== 本文 ==
::::

建築家自邸シリーズ 002 泉幸甫邸
十二単衣から考える現代住宅のリテラシー
A Literacy for Contemporary Houses Based on the Junihitoe (Lady's Ceremonial Court Dress)

而邸は、雨だった。

而邸は、雨だった。建前の夜に、現場に行き、親方たちと飲んだのは相当前で、また泉さんへのインタビューの日程がそれから時間がたち、また一回建築雑誌で感想を書き、さらに3年ほどたち、その間の思いといささかの思考の積み重ねられた気持ちを今急に書くので、冷静な論理づくりに至っていない文章のいいわけを最初に読んでください。
確か雨模様で棟木が裸電球に浮かび上がってぎらぎら輝く天井の重さを見上げ、ごろごろと転がした根太用の木材を腰掛けに飲んだ。木と人いきれでむんむんとした雰囲気の中の出会いであった。

::::

== エントリー一覧 ==
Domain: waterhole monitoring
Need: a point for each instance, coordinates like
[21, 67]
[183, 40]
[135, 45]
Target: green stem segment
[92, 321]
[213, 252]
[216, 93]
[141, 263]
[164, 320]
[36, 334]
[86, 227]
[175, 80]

::::

== 取り組む課題 ==
A – 泉幸甫邸についての本文で、建前の夜に筆者が親方たちと飲んだとき、腰掛けにしたものは何か。
B – 泉幸甫邸についての本文を、最後の文の後から書き継げ。

== 解答一覧 ==
A – ごろごろと転がした根太用の木材である。

B –
新鮮さ、荘厳さ、包まれている安心感、親方たちのやり終わった安堵感があって、現在の而邸の有り様では見えない、設計の深い思いを感じる。棟木の微妙に変形する曲線やそれを束ねてつなげる垂木たちを馴染ませる工程で、職人たちが異口同音に構造の木を組み上げる時間の苦労を語っていた。
それから、本シリーズの編集会議がはじまった。作者の建築家泉さんの工学博士合格、それから自分の大学からの引退、森山邸という衝撃、加茂邸の思いやりを見ることが出来たことなど、多くのことがあった。ということは、棟上げ時や、過去に都市住宅の持論を書こうとして失敗した時期などの自分ではない自分に、今は成っている。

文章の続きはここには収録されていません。